> [Задание 1] Что находится в погребе в примере из текста для чтения?
> [Задание 2] Перепишите из текста для чтения без изменений всё, начиная со слов «Поскольку элементы восприятия» и вплоть до слов «не изменяет, Ибервегу.».

> [Текст для чтения]
....
Поскольку элементы восприятия восходят к свойствам вещей, эти свойства вещей принципиально познаваемы, поскольку же составные части восприятия непознаваемы, как свойства вещей, они вообще не свойства вещей (стр. 241, подчеркнуто автором).
Что разумеет здесь Рихтер под теми составными частями восприятия, которые непознаваемы, как свойства вещей? Ощущения. Почему? Потому что ощущения ‘лишь субъективны’ (курсив мой), они не принадлежат к числу свойств объекта, вызывающего их в субъекте. Хорошо. Допустим это, запомним это и вдумается в следующий пример, принадлежащий, если память мне не изменяет, Ибервегу.
В погребе находятся бочка муки и пара мышей. Погреб заперт, ни пол его, ни стены, ни потолок не имеют щелей, так что в него не могут проникнуть другие мыши. Находясь в счастливом обладании целой бочкой муки, наша пара мышей производит на свет детенышей, которые пользуются вожделенным здоровьем, благодаря обилию пищи, и в надлежащее время рождают новое поколение, с которым повторяется та же история. Таким образом число мышей все растет, а запас муки все уменьшается. Наконец, наступает такая минута, когда бочка оказывается совершенно пустой. Что же выходит? Выходит то, что известное количество объекта, не имевшего ощущения (муки), превратилось в известное число таких объектов, которые их имеют: например, они страдают от голода, вследствие того, что мука вся вышла (мыши). Способность иметь ощущение есть в такой же мере свойство известных организмов, как их способность вызывать в нас, скажем, известное зрительное ощущение. Стало быть, и с этой стороны не верна та мысль Р. Рихтера, что все ‘лишь субъективное’ выходит за пределы понятия: свойства вещей. Я есмь я для себя и в то же время — ты для другого. Я — субъект и в то же время объект. Субъект не отделен от объекта непроходимой пропастью. Последовательная философская мысль приводит нас к убеждению в единстве субъекта и объекта. То, что для меня, субъективно, — говорит Фейербах, — есть чисто духовный, нечувственный акт, само по себе, объективно — материально, чувственно’. Такое понятие о единстве субъекта и объекта составляет душу новейшего материализма. А в этом и заключается истинный смысл ‘умеренного реализма’ (идеаль-реализма тож). А из этого следует, что он есть не более, как материализм, но только робкий, непоследовательный, не решающийся доходить до своих крайних выводов и делающий более или менее значительные и, во всяком случае, незаконные уступки идеализму.
....
> [Записи набора данных]
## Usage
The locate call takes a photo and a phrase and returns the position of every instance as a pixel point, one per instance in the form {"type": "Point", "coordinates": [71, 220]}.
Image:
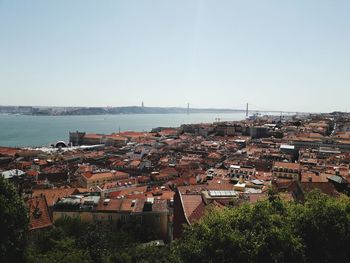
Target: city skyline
{"type": "Point", "coordinates": [290, 56]}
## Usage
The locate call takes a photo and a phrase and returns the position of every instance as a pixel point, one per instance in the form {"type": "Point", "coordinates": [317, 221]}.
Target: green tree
{"type": "Point", "coordinates": [324, 225]}
{"type": "Point", "coordinates": [14, 222]}
{"type": "Point", "coordinates": [317, 230]}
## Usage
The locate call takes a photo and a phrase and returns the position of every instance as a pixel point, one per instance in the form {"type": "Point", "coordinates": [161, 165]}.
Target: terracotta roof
{"type": "Point", "coordinates": [294, 166]}
{"type": "Point", "coordinates": [52, 195]}
{"type": "Point", "coordinates": [305, 177]}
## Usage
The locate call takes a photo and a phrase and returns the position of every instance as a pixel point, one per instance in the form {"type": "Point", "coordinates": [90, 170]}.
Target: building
{"type": "Point", "coordinates": [286, 170]}
{"type": "Point", "coordinates": [148, 212]}
{"type": "Point", "coordinates": [98, 178]}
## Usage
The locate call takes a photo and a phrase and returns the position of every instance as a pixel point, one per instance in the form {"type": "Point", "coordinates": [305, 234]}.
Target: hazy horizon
{"type": "Point", "coordinates": [276, 55]}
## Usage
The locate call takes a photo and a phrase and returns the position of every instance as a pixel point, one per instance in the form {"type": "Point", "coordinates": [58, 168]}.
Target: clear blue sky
{"type": "Point", "coordinates": [283, 55]}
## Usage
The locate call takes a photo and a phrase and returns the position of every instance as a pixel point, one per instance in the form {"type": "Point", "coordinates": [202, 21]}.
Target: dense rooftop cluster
{"type": "Point", "coordinates": [166, 178]}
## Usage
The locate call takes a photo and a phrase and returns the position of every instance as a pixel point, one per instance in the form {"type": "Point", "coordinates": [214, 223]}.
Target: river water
{"type": "Point", "coordinates": [21, 130]}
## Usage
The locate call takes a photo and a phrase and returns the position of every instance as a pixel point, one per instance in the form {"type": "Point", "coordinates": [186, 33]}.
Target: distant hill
{"type": "Point", "coordinates": [104, 110]}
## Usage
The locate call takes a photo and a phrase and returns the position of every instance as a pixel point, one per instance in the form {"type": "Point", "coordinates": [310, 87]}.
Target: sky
{"type": "Point", "coordinates": [277, 55]}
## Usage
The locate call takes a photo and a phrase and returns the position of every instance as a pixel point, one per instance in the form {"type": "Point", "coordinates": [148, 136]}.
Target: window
{"type": "Point", "coordinates": [157, 219]}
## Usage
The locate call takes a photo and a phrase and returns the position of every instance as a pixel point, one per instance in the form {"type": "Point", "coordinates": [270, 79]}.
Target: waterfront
{"type": "Point", "coordinates": [22, 130]}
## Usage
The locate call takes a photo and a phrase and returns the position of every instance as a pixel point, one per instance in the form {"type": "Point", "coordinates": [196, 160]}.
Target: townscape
{"type": "Point", "coordinates": [165, 179]}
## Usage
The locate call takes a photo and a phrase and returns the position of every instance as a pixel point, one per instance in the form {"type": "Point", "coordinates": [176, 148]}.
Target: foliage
{"type": "Point", "coordinates": [13, 223]}
{"type": "Point", "coordinates": [271, 231]}
{"type": "Point", "coordinates": [268, 231]}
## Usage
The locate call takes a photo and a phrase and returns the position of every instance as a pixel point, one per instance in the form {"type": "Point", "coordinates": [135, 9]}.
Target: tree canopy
{"type": "Point", "coordinates": [13, 223]}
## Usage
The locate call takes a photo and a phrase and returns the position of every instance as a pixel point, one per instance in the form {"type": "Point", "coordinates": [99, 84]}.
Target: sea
{"type": "Point", "coordinates": [35, 131]}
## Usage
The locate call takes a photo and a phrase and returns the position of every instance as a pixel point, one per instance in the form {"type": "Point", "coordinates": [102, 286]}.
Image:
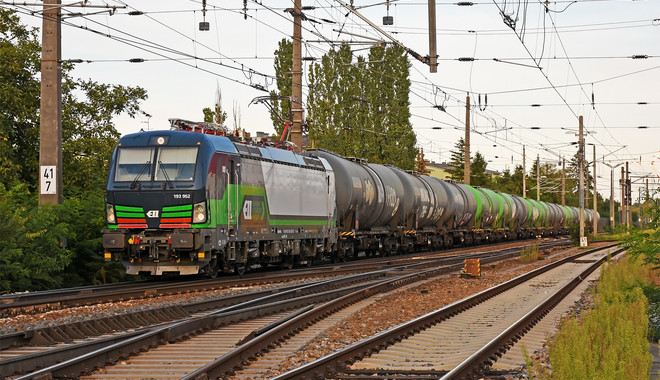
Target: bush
{"type": "Point", "coordinates": [610, 342]}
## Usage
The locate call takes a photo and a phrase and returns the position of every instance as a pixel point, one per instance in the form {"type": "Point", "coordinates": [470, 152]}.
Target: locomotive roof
{"type": "Point", "coordinates": [179, 138]}
{"type": "Point", "coordinates": [219, 143]}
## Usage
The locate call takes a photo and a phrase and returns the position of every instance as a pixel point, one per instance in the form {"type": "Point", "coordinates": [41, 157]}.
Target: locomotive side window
{"type": "Point", "coordinates": [134, 163]}
{"type": "Point", "coordinates": [176, 164]}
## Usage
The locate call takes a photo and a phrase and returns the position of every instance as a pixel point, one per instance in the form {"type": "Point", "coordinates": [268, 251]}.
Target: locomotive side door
{"type": "Point", "coordinates": [233, 196]}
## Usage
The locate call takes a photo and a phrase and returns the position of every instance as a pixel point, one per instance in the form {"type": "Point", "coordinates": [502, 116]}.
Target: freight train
{"type": "Point", "coordinates": [188, 203]}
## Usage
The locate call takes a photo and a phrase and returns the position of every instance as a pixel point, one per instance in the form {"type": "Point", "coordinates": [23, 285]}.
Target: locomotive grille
{"type": "Point", "coordinates": [130, 217]}
{"type": "Point", "coordinates": [176, 216]}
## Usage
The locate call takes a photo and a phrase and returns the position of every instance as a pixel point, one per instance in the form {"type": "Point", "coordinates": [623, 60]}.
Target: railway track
{"type": "Point", "coordinates": [256, 308]}
{"type": "Point", "coordinates": [36, 302]}
{"type": "Point", "coordinates": [463, 340]}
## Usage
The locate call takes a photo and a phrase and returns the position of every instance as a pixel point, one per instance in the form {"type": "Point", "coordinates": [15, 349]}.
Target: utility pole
{"type": "Point", "coordinates": [581, 183]}
{"type": "Point", "coordinates": [612, 167]}
{"type": "Point", "coordinates": [466, 168]}
{"type": "Point", "coordinates": [628, 196]}
{"type": "Point", "coordinates": [538, 179]}
{"type": "Point", "coordinates": [595, 196]}
{"type": "Point", "coordinates": [296, 77]}
{"type": "Point", "coordinates": [524, 175]}
{"type": "Point", "coordinates": [563, 181]}
{"type": "Point", "coordinates": [50, 128]}
{"type": "Point", "coordinates": [433, 50]}
{"type": "Point", "coordinates": [624, 214]}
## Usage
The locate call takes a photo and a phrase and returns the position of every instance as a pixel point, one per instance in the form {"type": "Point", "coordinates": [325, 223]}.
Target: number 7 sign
{"type": "Point", "coordinates": [48, 180]}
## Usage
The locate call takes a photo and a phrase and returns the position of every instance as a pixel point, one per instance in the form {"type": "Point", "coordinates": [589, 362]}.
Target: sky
{"type": "Point", "coordinates": [529, 78]}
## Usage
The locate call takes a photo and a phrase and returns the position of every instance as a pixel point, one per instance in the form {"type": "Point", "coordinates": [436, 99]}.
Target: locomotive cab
{"type": "Point", "coordinates": [157, 202]}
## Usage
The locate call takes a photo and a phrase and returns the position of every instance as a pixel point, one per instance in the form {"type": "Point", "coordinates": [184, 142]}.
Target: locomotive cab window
{"type": "Point", "coordinates": [134, 163]}
{"type": "Point", "coordinates": [176, 164]}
....
> [Правильный ответ 1] Бочка муки и пара мышей.

> [Правильный ответ 2]
Поскольку элементы восприятия восходят к свойствам вещей, эти свойства вещей принципиально познаваемы, поскольку же составные части восприятия непознаваемы, как свойства вещей, они вообще не свойства вещей (стр. 241, подчеркнуто автором).
Что разумеет здесь Рихтер под теми составными частями восприятия, которые непознаваемы, как свойства вещей? Ощущения. Почему? Потому что ощущения ‘лишь субъективны’ (курсив мой), они не принадлежат к числу свойств объекта, вызывающего их в субъекте. Хорошо. Допустим это, запомним это и вдумается в следующий пример, принадлежащий, если память мне не изменяет, Ибервегу.